▶ Source extract:
Scotland claims three boxing golds at the Commonwealth Games for the very first time

Scotland claims three boxing golds at a Commonwealth Games for the very first time

ANY remaining doubts Craig McEvoy may have had about the wisdom of completely overhauling the Boxing Scotland program were washed away on a gloriously golden day in Birmingham.

The Performance Director and Joint National Coach had watched Team Scotland return from the Gold Coast in 2018 with just a pair of bronze medals and knew the country’s leading amateur boxers were capable of so much better.

His faith to instigate a revolution was wholly vindicated yesterday as Scotland claimed three boxing golds at a Commonwealth Games for the very first time. Add in two more bronze medals for Matthew McHale and Tyler Jolly and it added up to Scotland’s second largest medal haul in the sport in 52 years. It all augurs well for the future, with many of the team likely to now go on to compete at the Olympics in two years’ time or turn over into the professional ranks.

The subjective nature of judges’ scoring is one of boxing’s most contentious issues, but on this occasion all three split decisions went the way of the Scottish fighters. It was Sam Hickey who started the gold rush, coming out on top from a mesmerizing, no-holds-barred middleweight clash with Callum Peters.

The Dundonian and his Australian opponent took to the middle of the ring from the first bell and stood and traded shots until they could raise their limbs no more. It was exhausting just to watch. Hickey, wisely, began to demonstrate better movement in the second round causing Peters to swing and miss more often but came to the conclusion of the final round it was tough to pick a winner. The 3:2 verdict went in Hickey’s favor who had just about enough energy to shout “number one” as he made his way out of the arena.

“You always need to believe in yourself and have confidence in yourself,” he said. “I’ve been short of making finals a few times now so to finally get there and break through that barrier and win is a huge thing mentally for me.

“I’m so happy. This is my moment, a huge platform at a home Games. It’s crazy. I’ve got a big future ahead of me and I can’t wait to show everybody what I’m capable of. Scottish boxing is flying at the moment.”

▶ Excerpted data:
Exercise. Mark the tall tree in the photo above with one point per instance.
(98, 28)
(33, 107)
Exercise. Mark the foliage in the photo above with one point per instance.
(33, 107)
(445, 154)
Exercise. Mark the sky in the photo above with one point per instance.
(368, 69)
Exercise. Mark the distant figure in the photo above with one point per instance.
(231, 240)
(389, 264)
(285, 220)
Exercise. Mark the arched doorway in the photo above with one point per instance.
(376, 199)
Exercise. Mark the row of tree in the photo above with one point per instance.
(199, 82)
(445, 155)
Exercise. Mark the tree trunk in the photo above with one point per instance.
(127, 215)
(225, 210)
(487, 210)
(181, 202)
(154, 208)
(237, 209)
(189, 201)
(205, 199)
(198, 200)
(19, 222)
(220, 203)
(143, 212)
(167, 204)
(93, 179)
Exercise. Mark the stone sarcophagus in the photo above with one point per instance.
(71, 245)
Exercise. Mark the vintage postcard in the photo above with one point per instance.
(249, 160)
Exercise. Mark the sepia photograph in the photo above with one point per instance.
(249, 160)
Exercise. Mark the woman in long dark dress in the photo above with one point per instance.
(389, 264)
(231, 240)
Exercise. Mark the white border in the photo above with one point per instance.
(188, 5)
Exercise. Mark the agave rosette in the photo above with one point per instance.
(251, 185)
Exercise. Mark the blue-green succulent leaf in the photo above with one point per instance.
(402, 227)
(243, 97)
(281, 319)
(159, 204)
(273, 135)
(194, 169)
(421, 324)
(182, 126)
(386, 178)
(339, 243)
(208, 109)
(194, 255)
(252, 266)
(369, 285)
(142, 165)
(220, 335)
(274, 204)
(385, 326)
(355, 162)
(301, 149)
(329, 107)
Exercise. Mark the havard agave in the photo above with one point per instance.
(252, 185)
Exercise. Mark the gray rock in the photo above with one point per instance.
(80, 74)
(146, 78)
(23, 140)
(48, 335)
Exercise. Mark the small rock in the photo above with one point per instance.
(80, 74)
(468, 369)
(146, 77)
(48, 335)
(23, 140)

▶ Task requirements: Reproduce the article above on Scotland's Commonwealth Games boxing golds in full, word for word.

▶ Task response:
Scotland claims three boxing golds at the Commonwealth Games for the very first time

Scotland claims three boxing golds at a Commonwealth Games for the very first time

ANY remaining doubts Craig McEvoy may have had about the wisdom of completely overhauling the Boxing Scotland program were washed away on a gloriously golden day in Birmingham.

The Performance Director and Joint National Coach had watched Team Scotland return from the Gold Coast in 2018 with just a pair of bronze medals and knew the country’s leading amateur boxers were capable of so much better.

His faith to instigate a revolution was wholly vindicated yesterday as Scotland claimed three boxing golds at a Commonwealth Games for the very first time. Add in two more bronze medals for Matthew McHale and Tyler Jolly and it added up to Scotland’s second largest medal haul in the sport in 52 years. It all augurs well for the future, with many of the team likely to now go on to compete at the Olympics in two years’ time or turn over into the professional ranks.

The subjective nature of judges’ scoring is one of boxing’s most contentious issues, but on this occasion all three split decisions went the way of the Scottish fighters. It was Sam Hickey who started the gold rush, coming out on top from a mesmerizing, no-holds-barred middleweight clash with Callum Peters.

The Dundonian and his Australian opponent took to the middle of the ring from the first bell and stood and traded shots until they could raise their limbs no more. It was exhausting just to watch. Hickey, wisely, began to demonstrate better movement in the second round causing Peters to swing and miss more often but came to the conclusion of the final round it was tough to pick a winner. The 3:2 verdict went in Hickey’s favor who had just about enough energy to shout “number one” as he made his way out of the arena.

“You always need to believe in yourself and have confidence in yourself,” he said. “I’ve been short of making finals a few times now so to finally get there and break through that barrier and win is a huge thing mentally for me.

“I’m so happy. This is my moment, a huge platform at a home Games. It’s crazy. I’ve got a big future ahead of me and I can’t wait to show everybody what I’m capable of. Scottish boxing is flying at the moment.”